**Given request:** Can you copy the stretch of the data from the line containing "Indicate a point per instance of the snowy" through the end, requests included, with every coordinate in the answers multiplied by 2.2? Round each result to a whole number, with halves rounding up.

**Data lines:**
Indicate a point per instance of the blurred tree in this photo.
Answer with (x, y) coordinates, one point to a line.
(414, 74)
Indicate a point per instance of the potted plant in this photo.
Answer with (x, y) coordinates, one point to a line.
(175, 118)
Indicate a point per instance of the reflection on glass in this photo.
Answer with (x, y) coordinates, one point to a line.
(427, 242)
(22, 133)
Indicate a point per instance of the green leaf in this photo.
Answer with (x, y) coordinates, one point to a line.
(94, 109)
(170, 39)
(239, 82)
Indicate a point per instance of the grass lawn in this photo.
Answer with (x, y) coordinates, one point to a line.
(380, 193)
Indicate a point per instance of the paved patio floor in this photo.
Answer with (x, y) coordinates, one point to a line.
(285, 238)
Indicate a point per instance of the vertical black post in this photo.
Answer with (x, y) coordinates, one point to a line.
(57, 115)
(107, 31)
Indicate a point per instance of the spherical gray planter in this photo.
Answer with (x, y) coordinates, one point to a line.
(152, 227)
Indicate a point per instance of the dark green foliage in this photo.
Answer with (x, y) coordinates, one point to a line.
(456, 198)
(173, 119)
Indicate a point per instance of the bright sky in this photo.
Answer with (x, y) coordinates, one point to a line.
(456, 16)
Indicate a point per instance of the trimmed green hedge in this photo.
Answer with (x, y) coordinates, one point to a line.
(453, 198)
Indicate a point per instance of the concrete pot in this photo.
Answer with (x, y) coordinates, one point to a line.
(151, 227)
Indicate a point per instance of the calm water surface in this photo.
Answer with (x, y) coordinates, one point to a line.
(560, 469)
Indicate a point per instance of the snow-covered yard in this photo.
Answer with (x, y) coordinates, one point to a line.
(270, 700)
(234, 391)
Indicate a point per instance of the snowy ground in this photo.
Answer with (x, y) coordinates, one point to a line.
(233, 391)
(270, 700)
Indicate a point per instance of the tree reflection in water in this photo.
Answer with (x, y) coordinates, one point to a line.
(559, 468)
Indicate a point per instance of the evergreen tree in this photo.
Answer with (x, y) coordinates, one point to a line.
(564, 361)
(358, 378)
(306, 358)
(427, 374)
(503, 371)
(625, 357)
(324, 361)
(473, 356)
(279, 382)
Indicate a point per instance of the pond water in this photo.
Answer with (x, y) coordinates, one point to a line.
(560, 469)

**Solved problem:**
Indicate a point per instance of the snowy ground in this photo.
Answer with (x, y) coordinates, one point to a line.
(513, 860)
(594, 1540)
Indicate a point per instance of the tree reflection in water in this photo.
Answer with (x, y) coordinates, one point to a line.
(1230, 1030)
Indicate a point per instance of the evergreen tree in this photo.
Answer with (x, y) coordinates, one point to a line.
(1241, 794)
(788, 832)
(673, 788)
(939, 823)
(1107, 816)
(1375, 785)
(713, 794)
(1041, 783)
(614, 840)
Indicate a point per instance of the pond water in this photo.
Answer with (x, y) coordinates, one point to a line.
(1232, 1032)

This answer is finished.